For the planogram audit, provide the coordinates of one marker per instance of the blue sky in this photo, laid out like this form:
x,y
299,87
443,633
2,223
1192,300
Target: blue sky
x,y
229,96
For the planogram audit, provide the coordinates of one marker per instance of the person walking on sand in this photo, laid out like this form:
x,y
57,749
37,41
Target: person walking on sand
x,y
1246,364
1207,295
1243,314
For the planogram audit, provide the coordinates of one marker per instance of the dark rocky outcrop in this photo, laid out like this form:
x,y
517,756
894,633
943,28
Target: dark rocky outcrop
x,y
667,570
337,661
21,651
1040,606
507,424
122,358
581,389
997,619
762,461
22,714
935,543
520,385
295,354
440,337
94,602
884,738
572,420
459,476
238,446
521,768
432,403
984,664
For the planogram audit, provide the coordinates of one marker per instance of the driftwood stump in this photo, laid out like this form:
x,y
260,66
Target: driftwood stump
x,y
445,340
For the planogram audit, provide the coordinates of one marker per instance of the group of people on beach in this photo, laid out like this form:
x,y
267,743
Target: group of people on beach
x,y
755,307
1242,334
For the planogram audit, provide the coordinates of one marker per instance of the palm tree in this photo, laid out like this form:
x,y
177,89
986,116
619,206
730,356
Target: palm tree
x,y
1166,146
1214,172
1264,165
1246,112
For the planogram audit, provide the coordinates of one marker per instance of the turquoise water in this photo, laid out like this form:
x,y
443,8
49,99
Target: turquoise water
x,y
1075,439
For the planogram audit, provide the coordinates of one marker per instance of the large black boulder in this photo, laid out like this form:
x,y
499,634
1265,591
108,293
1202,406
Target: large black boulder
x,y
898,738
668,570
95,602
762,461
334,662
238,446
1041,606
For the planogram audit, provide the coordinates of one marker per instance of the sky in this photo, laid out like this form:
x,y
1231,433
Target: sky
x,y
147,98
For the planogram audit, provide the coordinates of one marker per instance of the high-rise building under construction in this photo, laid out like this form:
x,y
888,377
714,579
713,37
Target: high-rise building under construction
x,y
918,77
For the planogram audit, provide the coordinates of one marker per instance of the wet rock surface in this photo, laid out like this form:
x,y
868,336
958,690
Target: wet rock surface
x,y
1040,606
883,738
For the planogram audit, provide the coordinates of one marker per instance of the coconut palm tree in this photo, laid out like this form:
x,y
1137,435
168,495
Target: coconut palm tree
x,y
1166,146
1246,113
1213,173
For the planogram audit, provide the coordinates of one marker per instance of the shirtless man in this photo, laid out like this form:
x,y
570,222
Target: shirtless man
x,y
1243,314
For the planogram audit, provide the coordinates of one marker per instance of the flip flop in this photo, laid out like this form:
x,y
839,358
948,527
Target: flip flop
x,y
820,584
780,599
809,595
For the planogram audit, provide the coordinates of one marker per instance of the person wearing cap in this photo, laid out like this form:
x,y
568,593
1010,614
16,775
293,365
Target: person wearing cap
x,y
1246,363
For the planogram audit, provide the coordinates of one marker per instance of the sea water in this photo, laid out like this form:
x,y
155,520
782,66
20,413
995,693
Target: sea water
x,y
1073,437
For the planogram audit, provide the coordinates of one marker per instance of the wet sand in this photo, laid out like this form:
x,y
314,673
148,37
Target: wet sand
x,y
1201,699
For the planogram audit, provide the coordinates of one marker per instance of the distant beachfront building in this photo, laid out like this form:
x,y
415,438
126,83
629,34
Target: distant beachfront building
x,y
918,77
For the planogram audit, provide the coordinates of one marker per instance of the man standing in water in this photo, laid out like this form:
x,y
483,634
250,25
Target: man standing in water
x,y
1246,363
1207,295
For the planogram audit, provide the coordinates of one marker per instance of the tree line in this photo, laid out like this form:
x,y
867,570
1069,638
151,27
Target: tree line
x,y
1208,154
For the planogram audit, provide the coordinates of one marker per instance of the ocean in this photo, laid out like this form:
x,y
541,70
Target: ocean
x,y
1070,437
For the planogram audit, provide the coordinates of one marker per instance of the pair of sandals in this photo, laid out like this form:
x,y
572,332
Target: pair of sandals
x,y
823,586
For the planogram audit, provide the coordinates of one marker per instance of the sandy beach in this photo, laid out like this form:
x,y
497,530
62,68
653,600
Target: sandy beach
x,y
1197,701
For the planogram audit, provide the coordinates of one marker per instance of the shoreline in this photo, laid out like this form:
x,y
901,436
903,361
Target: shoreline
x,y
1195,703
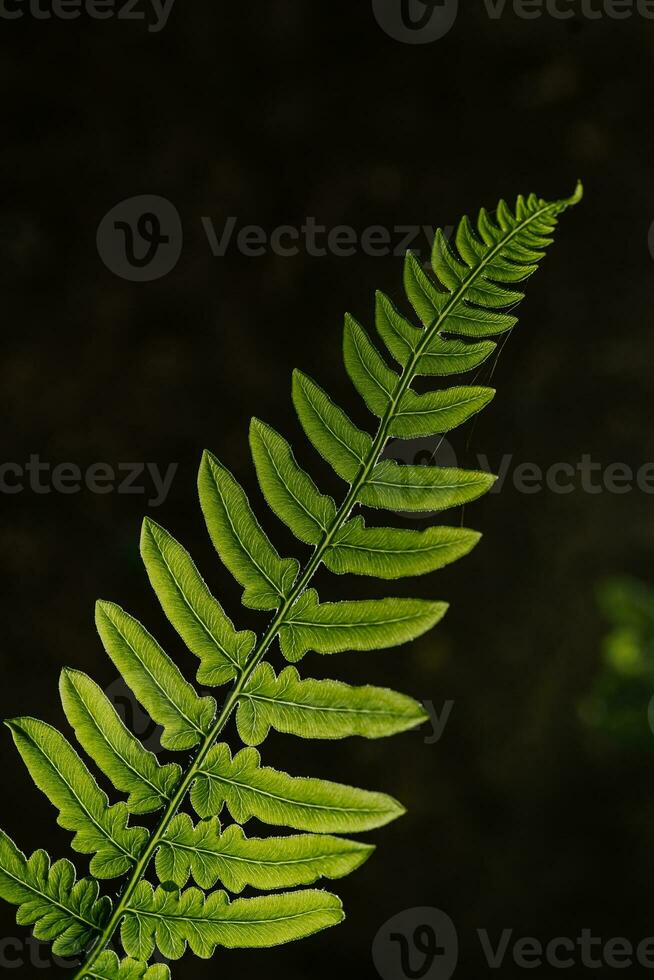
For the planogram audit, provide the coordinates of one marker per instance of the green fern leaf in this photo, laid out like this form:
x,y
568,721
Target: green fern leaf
x,y
374,381
239,540
83,807
66,912
170,921
120,755
440,357
237,861
437,411
392,553
392,486
287,801
156,681
327,426
465,298
373,624
288,490
109,967
320,709
198,618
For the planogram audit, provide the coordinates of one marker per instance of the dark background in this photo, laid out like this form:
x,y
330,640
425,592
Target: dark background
x,y
519,817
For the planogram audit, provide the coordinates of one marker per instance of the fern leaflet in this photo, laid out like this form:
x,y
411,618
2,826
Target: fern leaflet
x,y
460,304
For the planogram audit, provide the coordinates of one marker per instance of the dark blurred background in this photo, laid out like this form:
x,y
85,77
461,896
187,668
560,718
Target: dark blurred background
x,y
523,816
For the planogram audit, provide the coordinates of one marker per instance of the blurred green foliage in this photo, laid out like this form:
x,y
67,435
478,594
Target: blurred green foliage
x,y
620,704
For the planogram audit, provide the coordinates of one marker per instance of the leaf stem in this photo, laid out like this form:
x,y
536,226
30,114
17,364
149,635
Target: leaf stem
x,y
404,380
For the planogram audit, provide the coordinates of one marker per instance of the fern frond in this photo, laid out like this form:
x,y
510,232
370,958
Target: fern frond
x,y
170,921
320,709
58,771
66,912
109,967
466,298
251,790
263,863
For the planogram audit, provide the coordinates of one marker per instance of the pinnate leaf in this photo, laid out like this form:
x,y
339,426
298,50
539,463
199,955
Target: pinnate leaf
x,y
392,553
64,911
241,543
263,863
289,491
282,800
101,732
373,624
58,771
170,920
320,709
155,680
198,618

== The task ==
Each line from the one containing "Target: fern frond" through the final line of the records must be repeated exactly, with no line added or dropped.

== Solution for this task ==
Target: fern frond
x,y
170,921
320,709
58,771
66,912
109,967
466,298
251,790
263,863
For the planogram audit, provide the coordinates of one marker per instance of the pinnate leaf in this photo, laid out like this form:
x,y
339,426
298,50
539,463
199,955
Target: pinnate leaf
x,y
392,553
64,911
241,543
263,863
289,491
282,800
101,732
373,624
58,771
170,920
320,709
155,680
198,618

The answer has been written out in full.